Objective:
Please update the entries from the line that contains "of the shoulder" through the line that contains "[[176, 501]]", replacing "jacket" with "coat" and keeping everything else the same. Return only those lines.

[Location labeling records]
----

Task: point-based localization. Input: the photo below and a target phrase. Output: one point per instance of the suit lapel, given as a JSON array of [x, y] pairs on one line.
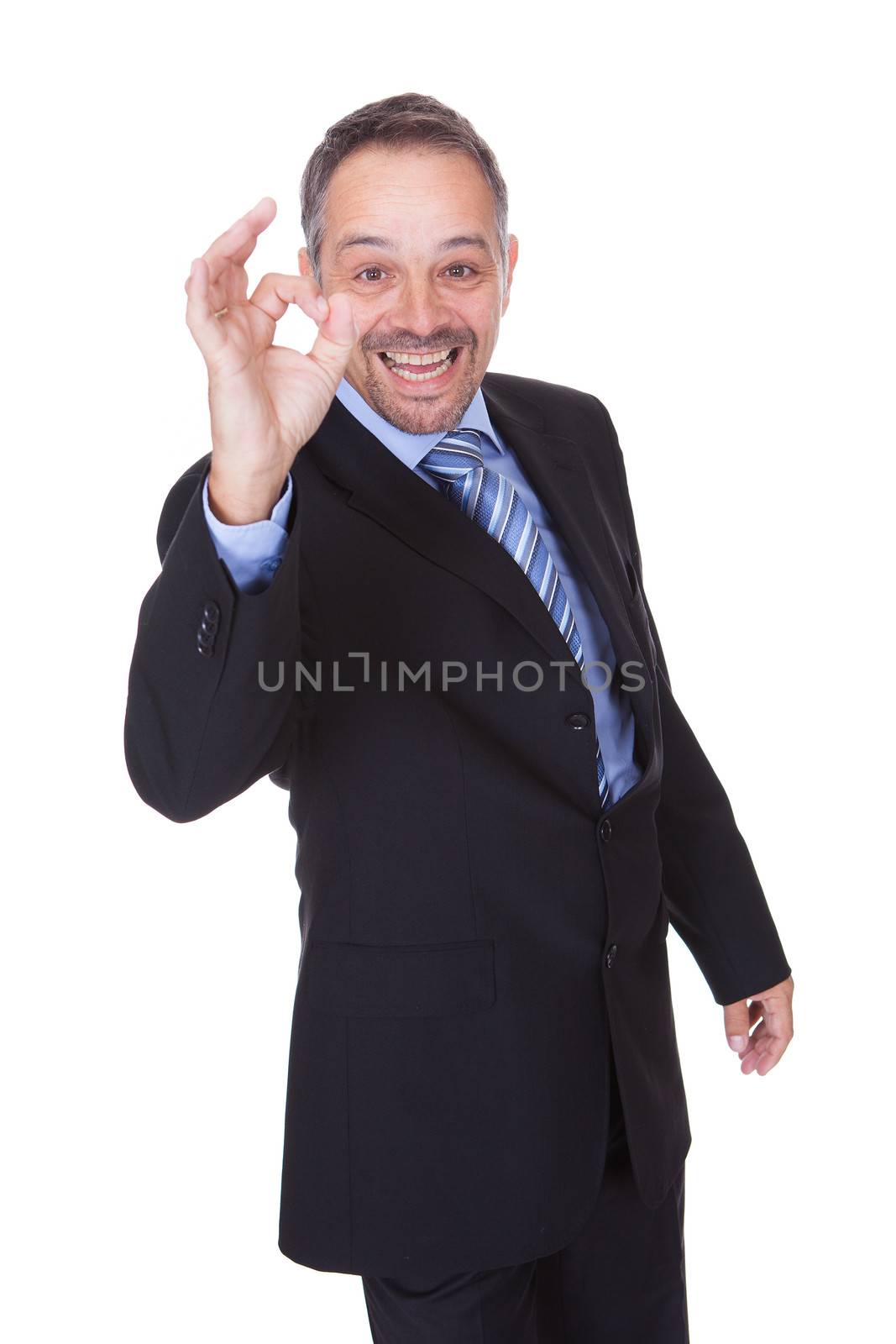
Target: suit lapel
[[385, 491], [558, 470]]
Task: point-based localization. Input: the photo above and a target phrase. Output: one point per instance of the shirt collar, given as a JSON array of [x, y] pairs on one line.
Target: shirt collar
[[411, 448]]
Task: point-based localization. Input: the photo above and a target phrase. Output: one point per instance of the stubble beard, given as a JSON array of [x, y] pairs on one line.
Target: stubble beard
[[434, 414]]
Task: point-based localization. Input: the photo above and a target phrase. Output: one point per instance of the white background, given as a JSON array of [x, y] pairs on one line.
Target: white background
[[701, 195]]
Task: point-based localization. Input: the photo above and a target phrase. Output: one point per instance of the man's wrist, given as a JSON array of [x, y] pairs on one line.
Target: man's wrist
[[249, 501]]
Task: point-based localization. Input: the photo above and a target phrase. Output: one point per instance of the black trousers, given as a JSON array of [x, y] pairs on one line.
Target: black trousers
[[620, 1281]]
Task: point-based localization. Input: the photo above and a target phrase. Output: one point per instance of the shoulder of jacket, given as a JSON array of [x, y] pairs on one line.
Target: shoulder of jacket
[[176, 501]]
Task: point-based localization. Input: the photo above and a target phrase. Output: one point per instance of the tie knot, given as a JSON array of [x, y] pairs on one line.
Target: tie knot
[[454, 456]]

----

Task answer:
Task: point-based localization. Input: the photo above and a target phrase. Output: one point per instance of the shoulder of coat, given as a JSON array of [x, y] pairs on one line.
Target: shoulder of coat
[[176, 501]]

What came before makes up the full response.